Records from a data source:
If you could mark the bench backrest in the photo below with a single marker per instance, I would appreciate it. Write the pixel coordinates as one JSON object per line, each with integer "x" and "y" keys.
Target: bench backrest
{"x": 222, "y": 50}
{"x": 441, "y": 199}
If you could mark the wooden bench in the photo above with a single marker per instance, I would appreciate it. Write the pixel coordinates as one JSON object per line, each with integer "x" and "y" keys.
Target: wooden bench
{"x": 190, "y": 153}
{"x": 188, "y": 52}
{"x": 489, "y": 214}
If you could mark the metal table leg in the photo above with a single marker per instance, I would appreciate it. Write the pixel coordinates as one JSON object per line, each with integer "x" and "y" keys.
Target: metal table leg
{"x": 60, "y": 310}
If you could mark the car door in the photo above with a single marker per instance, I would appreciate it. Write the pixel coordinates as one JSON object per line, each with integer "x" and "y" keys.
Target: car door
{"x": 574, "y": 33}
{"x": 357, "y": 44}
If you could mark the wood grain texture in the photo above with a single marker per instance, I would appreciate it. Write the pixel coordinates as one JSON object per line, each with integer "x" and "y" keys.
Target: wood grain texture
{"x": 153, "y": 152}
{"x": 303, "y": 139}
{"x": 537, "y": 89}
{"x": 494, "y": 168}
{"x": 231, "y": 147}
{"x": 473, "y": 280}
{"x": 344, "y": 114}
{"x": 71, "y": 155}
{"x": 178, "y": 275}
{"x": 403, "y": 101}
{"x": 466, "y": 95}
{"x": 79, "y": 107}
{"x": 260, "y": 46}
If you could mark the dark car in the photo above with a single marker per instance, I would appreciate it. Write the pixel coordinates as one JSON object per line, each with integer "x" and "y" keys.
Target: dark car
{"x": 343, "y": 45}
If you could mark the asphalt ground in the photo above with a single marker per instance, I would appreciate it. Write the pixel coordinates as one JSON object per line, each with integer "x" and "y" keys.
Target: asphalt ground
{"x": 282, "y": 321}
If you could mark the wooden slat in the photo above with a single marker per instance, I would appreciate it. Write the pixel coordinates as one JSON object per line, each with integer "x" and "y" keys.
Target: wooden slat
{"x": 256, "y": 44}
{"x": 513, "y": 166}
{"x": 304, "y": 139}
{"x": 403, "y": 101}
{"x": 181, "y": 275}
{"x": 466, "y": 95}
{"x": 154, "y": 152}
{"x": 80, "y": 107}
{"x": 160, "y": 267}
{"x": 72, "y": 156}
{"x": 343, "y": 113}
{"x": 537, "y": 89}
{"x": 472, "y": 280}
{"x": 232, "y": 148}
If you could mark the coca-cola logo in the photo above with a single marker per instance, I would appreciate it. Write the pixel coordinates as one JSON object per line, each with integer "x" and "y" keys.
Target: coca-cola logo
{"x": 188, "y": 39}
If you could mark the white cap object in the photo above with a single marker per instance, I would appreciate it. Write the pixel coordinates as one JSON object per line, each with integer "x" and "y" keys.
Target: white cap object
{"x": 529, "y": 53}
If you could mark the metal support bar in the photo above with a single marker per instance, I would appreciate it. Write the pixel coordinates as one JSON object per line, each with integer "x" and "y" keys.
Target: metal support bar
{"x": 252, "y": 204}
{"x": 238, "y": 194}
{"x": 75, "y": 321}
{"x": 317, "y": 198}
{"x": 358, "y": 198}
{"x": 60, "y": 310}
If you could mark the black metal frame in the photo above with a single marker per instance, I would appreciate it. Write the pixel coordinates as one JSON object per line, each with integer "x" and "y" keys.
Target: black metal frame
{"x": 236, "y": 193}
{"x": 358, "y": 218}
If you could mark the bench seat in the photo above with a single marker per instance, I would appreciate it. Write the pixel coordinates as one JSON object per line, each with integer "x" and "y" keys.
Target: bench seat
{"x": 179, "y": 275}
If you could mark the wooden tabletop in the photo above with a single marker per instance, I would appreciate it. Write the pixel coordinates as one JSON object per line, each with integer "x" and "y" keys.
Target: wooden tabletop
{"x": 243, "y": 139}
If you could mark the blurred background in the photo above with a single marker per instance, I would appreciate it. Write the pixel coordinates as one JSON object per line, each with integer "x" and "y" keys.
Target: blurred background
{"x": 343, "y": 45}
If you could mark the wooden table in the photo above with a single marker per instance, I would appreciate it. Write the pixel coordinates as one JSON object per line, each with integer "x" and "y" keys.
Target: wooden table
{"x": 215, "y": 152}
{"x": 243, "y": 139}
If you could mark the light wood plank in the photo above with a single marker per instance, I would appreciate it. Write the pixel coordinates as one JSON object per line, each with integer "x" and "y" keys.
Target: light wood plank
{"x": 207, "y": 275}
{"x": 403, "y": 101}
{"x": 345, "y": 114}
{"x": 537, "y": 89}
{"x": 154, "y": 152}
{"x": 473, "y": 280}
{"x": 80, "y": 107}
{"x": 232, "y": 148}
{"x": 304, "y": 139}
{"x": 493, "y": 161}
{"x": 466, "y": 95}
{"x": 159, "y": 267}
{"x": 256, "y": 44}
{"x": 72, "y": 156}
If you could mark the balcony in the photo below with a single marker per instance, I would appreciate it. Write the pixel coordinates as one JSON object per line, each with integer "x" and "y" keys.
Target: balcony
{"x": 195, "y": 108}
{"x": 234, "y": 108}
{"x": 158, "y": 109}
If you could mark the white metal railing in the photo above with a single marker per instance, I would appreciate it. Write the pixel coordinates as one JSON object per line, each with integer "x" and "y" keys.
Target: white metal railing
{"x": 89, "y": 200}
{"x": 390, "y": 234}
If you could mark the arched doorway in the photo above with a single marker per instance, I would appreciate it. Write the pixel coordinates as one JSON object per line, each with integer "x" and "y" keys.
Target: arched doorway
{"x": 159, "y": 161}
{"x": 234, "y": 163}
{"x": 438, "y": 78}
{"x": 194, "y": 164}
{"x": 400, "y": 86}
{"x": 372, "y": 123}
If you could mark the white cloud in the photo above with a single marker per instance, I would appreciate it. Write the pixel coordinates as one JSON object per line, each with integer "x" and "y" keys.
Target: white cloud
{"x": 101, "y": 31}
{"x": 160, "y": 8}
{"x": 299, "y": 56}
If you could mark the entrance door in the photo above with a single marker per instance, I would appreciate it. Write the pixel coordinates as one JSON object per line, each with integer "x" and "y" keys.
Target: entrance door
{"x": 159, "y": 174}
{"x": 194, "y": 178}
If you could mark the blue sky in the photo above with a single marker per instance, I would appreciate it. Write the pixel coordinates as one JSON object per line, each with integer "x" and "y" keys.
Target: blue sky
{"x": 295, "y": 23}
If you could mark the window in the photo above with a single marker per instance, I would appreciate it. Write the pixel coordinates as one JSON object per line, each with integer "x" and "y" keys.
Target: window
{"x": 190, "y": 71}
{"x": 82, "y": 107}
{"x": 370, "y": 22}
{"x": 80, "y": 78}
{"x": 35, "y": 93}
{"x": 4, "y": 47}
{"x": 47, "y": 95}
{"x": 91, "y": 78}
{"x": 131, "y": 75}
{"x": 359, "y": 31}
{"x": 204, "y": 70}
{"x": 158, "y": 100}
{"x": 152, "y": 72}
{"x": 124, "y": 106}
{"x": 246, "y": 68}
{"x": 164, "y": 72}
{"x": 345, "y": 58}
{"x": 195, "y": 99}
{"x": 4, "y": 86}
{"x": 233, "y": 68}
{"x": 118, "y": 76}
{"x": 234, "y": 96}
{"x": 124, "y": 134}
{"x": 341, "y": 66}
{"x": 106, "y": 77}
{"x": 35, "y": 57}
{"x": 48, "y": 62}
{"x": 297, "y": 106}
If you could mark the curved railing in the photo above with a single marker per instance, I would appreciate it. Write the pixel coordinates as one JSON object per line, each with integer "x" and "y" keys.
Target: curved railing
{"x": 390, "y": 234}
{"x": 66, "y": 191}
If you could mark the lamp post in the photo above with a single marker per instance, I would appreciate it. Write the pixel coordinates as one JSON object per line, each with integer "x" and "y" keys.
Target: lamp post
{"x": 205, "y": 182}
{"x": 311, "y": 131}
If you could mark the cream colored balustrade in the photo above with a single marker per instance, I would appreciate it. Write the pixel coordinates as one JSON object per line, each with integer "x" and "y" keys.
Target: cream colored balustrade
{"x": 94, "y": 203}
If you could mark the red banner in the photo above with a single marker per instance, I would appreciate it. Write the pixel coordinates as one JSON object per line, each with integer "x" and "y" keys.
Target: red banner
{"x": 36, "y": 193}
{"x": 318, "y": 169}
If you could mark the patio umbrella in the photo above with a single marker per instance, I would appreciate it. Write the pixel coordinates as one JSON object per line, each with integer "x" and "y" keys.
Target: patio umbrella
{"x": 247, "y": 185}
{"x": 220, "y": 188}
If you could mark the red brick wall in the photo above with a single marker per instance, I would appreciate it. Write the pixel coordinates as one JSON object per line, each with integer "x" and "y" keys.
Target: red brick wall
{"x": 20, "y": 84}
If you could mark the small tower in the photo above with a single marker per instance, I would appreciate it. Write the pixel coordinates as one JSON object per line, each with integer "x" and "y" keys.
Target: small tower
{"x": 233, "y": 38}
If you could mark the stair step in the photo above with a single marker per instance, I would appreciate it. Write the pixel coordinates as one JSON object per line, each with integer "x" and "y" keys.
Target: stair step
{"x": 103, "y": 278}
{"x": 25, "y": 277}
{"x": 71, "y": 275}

▸ **EXERCISE DESCRIPTION**
Scan the records above for the string "below", and copy every line where it turns up.

▸ **OUTPUT FOR THIS EXERCISE**
If you could mark the bench backrest in the photo below with a single marker per instance, I would appreciate it. Write the pixel coordinates as one JSON object per line, each with integer "x" and "y" keys.
If you could mark the balcony in the photo below with a single marker per instance, I would appreciate it. Write the pixel coordinates as one JSON object per line, each with integer "x" and "y" keys.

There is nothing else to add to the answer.